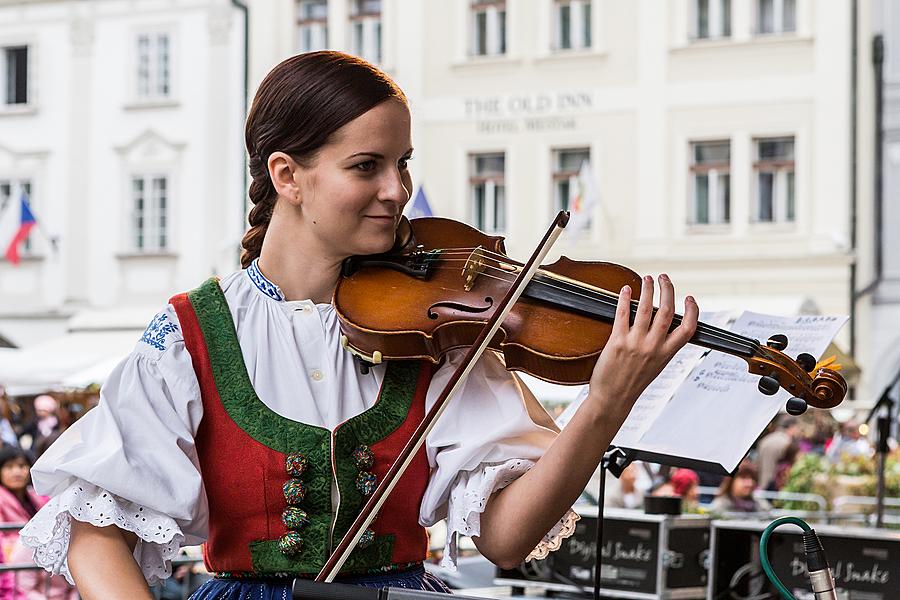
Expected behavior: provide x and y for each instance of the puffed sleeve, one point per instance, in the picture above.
(130, 461)
(491, 433)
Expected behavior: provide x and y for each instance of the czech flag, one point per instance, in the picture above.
(16, 223)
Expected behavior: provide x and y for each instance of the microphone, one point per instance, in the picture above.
(820, 577)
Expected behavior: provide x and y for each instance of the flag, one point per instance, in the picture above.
(419, 207)
(582, 197)
(15, 224)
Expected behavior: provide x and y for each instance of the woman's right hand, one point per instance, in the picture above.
(636, 353)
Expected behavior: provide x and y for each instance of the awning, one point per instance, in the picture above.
(77, 359)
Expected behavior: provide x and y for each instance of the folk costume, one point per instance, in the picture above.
(239, 420)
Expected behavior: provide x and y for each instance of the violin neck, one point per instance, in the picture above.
(599, 304)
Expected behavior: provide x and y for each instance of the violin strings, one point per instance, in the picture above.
(607, 299)
(715, 332)
(712, 331)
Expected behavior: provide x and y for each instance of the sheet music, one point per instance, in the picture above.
(718, 412)
(654, 399)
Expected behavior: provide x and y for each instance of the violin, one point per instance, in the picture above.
(434, 291)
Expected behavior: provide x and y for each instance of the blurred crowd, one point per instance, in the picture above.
(767, 467)
(26, 432)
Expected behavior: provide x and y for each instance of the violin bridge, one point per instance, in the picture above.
(473, 267)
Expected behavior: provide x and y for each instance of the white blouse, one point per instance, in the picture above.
(131, 461)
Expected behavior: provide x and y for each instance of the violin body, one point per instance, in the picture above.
(385, 310)
(443, 280)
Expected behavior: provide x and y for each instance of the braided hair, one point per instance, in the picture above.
(300, 104)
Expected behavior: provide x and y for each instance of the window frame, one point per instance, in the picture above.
(496, 38)
(778, 17)
(370, 25)
(717, 215)
(165, 228)
(716, 28)
(492, 183)
(312, 25)
(784, 184)
(153, 96)
(580, 29)
(559, 175)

━━━━━━━━━━━━━━━━

### Direction:
Locate the line that contains "the awning, one". Repeat it and every line after it, up to and including the final line, exactly.

### Answer to this task:
Expected behavior: provide x and y for each instance of the awning, one point per instance, in the picture above.
(77, 359)
Expected behavior: provide x and y for each instance of the folk costume, one point per instance, in the picture above.
(239, 420)
Expected behavior: provide x and y for each instance of the violin neck, one point per instance, in the picture above.
(599, 304)
Expected behavior: provide x and y for each instance of the violin strings, one point per instance, in the picture above.
(607, 299)
(715, 332)
(712, 331)
Expected behavior: provide x and y for each instance of the sheet music, one point per instance, in the picture above.
(718, 412)
(654, 399)
Expected behavior: provide x and y for each instance of the violin, one point per instance, in the picture above.
(434, 291)
Expected behavior: provide x and y for each instance of the blurred crowd, one point per instance, in the picture above.
(767, 467)
(26, 432)
Expected behavior: provide x and y for each instance of the violin bridge, one point per instance, in the picture above.
(473, 267)
Expected behavior: provide x and y for each instance of the white blouse, one point per instance, in the picture above.
(131, 461)
Expected behavior: provide x and y for each instance of the violin body, one point per instance, in the picture above.
(385, 310)
(443, 280)
Expected behavior: provide x and y for each instance of the braided hair, one point per instance, in the picture above.
(300, 104)
Expected behavior: provide x and y for each instance of the window frame, one point per instance, in the picture above.
(496, 38)
(778, 17)
(370, 25)
(717, 215)
(165, 228)
(716, 28)
(492, 183)
(312, 25)
(784, 184)
(153, 96)
(580, 29)
(559, 175)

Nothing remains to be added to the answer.